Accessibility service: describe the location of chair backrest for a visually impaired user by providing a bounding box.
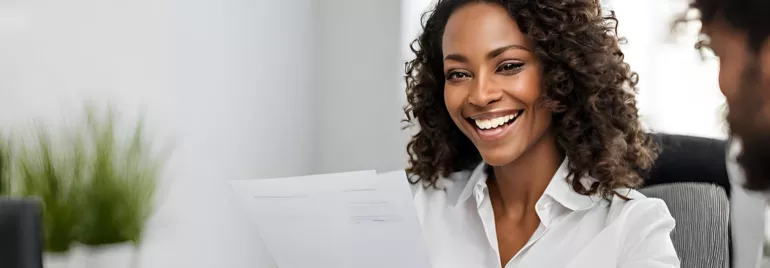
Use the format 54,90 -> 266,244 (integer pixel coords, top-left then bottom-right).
640,182 -> 730,268
644,134 -> 730,195
0,198 -> 43,268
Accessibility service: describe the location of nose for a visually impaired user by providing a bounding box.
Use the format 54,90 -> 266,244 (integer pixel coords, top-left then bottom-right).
468,76 -> 503,107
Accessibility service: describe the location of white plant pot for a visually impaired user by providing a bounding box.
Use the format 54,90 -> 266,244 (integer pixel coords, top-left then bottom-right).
43,252 -> 76,268
72,243 -> 138,268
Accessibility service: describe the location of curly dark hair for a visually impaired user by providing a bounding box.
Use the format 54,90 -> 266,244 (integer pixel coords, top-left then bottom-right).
404,0 -> 657,198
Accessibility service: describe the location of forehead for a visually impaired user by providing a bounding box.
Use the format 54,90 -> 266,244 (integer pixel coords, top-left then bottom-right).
442,3 -> 529,55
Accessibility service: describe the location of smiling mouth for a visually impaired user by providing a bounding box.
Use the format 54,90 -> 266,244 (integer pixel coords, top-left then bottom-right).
467,110 -> 524,140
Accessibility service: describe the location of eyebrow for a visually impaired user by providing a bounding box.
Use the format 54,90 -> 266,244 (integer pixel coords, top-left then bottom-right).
444,44 -> 532,62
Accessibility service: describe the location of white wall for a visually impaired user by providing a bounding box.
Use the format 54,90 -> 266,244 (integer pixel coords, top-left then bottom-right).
0,0 -> 317,268
314,0 -> 407,173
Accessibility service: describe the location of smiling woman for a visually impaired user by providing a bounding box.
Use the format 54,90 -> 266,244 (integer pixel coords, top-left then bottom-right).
405,0 -> 679,267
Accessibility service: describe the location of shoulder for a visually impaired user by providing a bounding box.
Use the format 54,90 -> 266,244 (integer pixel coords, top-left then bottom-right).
608,189 -> 674,229
407,170 -> 472,198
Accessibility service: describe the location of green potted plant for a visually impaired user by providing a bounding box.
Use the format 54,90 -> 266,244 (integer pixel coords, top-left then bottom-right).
11,128 -> 85,268
9,107 -> 164,268
76,109 -> 164,267
0,135 -> 11,196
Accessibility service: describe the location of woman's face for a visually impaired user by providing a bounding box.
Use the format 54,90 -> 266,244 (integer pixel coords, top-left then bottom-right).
442,4 -> 551,166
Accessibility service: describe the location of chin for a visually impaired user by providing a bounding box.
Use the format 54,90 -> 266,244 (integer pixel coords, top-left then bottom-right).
479,148 -> 521,167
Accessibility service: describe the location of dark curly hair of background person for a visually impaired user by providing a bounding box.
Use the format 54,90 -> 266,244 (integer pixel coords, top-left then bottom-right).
404,0 -> 657,198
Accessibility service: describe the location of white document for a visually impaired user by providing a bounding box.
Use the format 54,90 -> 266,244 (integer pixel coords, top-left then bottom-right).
230,171 -> 431,268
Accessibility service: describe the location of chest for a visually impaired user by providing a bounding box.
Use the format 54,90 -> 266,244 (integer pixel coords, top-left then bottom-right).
495,213 -> 540,263
420,202 -> 621,268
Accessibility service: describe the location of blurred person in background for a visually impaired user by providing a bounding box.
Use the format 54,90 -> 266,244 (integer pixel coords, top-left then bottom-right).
405,0 -> 679,268
691,0 -> 770,268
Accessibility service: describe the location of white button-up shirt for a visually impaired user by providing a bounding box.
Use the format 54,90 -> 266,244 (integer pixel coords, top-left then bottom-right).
412,160 -> 679,268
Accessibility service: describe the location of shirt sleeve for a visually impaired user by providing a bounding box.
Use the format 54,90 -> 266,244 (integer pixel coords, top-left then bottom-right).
618,198 -> 680,268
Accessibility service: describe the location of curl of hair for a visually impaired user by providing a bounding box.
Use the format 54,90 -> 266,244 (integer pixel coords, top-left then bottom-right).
404,0 -> 657,198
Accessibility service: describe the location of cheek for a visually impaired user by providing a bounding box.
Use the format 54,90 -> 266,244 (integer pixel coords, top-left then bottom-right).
444,86 -> 467,120
719,60 -> 743,102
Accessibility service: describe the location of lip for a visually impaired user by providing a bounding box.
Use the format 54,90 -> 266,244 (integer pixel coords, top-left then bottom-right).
467,110 -> 524,141
466,109 -> 522,120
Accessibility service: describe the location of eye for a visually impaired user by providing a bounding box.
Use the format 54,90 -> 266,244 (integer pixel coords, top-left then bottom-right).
446,71 -> 471,81
496,62 -> 524,73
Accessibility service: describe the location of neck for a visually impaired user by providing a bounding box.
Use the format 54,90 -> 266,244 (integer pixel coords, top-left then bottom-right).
489,131 -> 564,217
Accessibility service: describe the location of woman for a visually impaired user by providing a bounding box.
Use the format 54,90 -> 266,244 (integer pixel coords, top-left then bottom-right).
405,0 -> 679,268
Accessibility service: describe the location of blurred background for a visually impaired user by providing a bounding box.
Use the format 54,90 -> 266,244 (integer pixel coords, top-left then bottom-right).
0,0 -> 726,267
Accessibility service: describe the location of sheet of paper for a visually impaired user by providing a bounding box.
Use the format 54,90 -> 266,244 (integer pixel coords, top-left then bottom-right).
230,171 -> 431,268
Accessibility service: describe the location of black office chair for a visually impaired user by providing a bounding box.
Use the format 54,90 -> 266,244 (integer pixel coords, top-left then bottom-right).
0,197 -> 43,268
640,134 -> 732,268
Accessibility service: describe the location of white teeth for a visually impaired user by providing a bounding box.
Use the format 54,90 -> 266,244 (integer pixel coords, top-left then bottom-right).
474,113 -> 518,129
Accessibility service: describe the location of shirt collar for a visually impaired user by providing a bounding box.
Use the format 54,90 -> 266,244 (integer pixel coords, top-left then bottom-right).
447,158 -> 600,211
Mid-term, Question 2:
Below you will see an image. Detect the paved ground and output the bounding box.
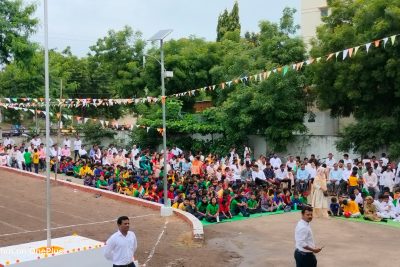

------------------------------------------------

Stated task ::
Rewrite everything in the records above from the line containing "Accessibility service: describe the location of smiling woman" down to the line containing "442,4 -> 551,166", requests included, and reduce every bounding box coordinate in the answers by 38. Give only those lines.

Solved problem ::
Accessibility service: describe the location of smiling woman for a visually impaired user by providing a bounding box.
Use the format 54,90 -> 266,244 (integer pixel coords, top-left then bottom-right).
367,-38 -> 641,229
Accessibility service: describe the location of shoulder for a visually impaired user by providing a bounding box.
Use the format 54,90 -> 266,244 (integer pixel coords, top-left then bottom-right).
570,151 -> 636,191
369,132 -> 434,160
Accessibility service: describe the location of green potted plant for a visually impaired user by providing a bounding box.
Use the format 54,90 -> 266,244 (integer pixel coords, top-left then bottom-right).
-27,90 -> 47,230
-29,69 -> 126,230
38,71 -> 126,229
-38,97 -> -27,158
Accessibility service: describe the location of woman's face for a visually impaired user by providing a bounding box.
Use the format 54,90 -> 266,244 (integer pixel coords, top-left then bottom-right).
404,-34 -> 513,128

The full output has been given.